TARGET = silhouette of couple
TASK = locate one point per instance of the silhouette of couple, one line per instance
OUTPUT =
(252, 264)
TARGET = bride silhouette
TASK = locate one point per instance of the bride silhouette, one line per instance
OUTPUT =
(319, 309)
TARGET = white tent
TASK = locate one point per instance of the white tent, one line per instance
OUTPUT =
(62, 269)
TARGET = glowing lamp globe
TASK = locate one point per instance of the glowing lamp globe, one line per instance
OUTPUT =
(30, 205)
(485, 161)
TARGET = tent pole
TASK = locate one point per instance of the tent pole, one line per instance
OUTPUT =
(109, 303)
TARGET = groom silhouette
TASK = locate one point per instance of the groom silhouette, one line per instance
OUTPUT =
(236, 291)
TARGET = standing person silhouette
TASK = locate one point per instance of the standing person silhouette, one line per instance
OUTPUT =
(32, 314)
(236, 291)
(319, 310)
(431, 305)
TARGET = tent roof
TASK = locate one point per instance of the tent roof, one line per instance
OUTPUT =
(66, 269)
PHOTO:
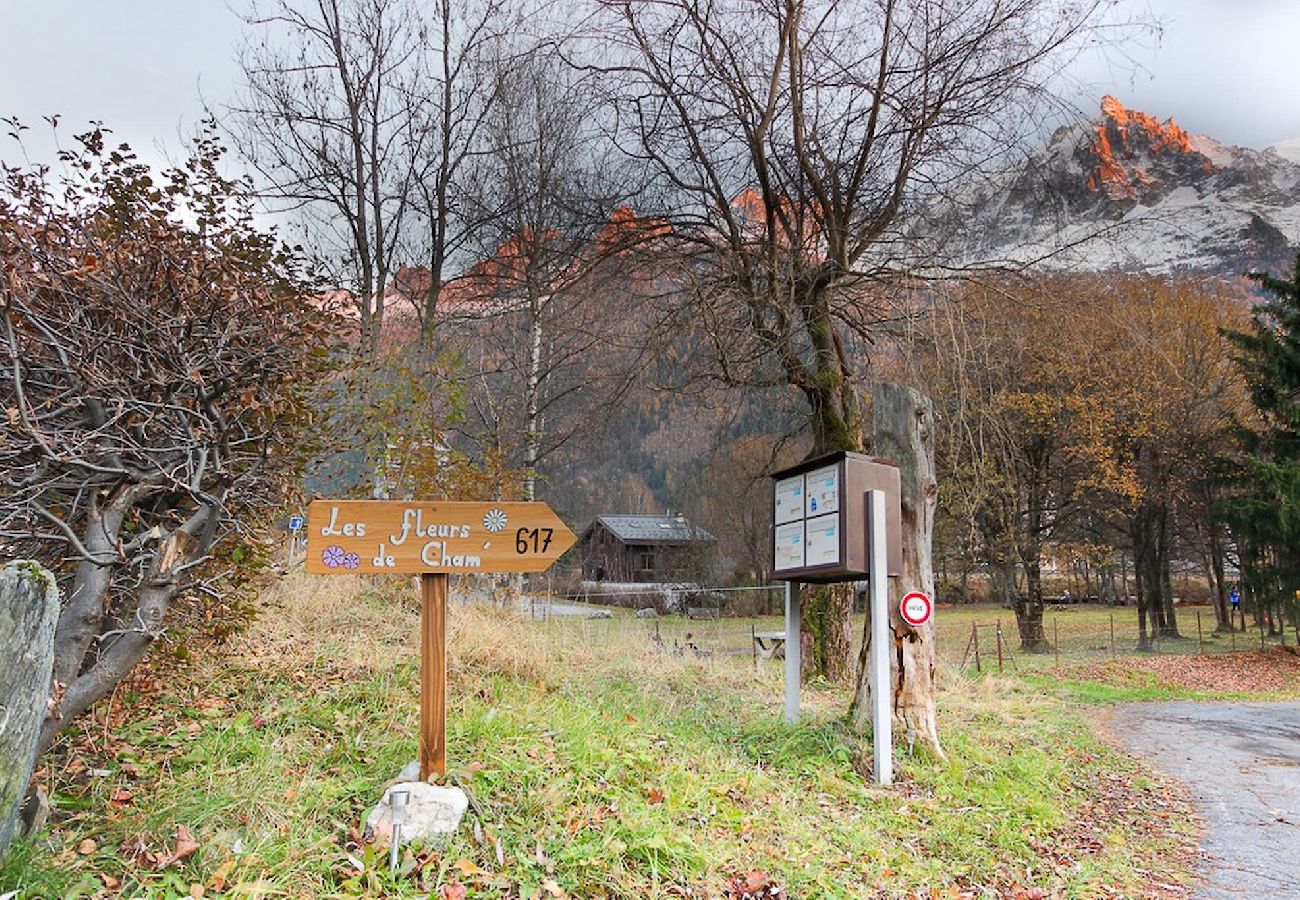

***

**WHAT IS ASKED:**
Can you put the lines above into a Markdown table with the columns "Row" and "Line", numbering each line and leaving out any blank ones? Keep the picture out of your answer.

**REPLY TO THE EXERCISE:**
| Row | Line |
|---|---|
| 1 | TARGET = silhouette of couple |
| 2 | TASK = locate one point per instance of the silhouette of couple, one line per instance |
| 3 | OUTPUT = |
| 4 | (252, 264) |
| 5 | TARGET = bride silhouette |
| 6 | TASK = locate one point per instance of the bride silhouette, one line per instance |
| 7 | OUTPUT = |
| 8 | (319, 309) |
| 9 | TARGET = white tent |
| 10 | TASK = locate one point per instance of the white tent, one line per instance |
| 11 | OUTPUT = |
| 12 | (62, 269) |
| 13 | TARGET = glowing lamp globe |
| 14 | TASK = locate one point per instance of the glowing lamp globe, one line per instance |
| 15 | OUTPUT = |
| 16 | (30, 205) |
| 17 | (485, 161) |
| 18 | TARGET = tent pole |
| 19 | TASK = locate one point per instance of the tent pole, one line per instance |
| 20 | OUTPUT = |
| 21 | (109, 303) |
| 22 | TARGET = groom silhouette |
| 23 | TASK = locate one point per instance of the groom silhouette, one line per instance |
| 24 | OUTPUT = |
| 25 | (236, 291) |
| 26 | TARGET = standing person silhouette |
| 27 | TASK = locate one point per instance of the standing person silhouette, one line per instance |
| 28 | OUTPUT = |
| 29 | (32, 314) |
| 30 | (236, 291) |
| 31 | (319, 310) |
| 32 | (431, 305) |
| 33 | TARGET = tent roof |
| 34 | TASK = locate one point per instance of the tent roof, one line per instance |
| 35 | OUTPUT = |
| 36 | (66, 269) |
| 37 | PHOTO: |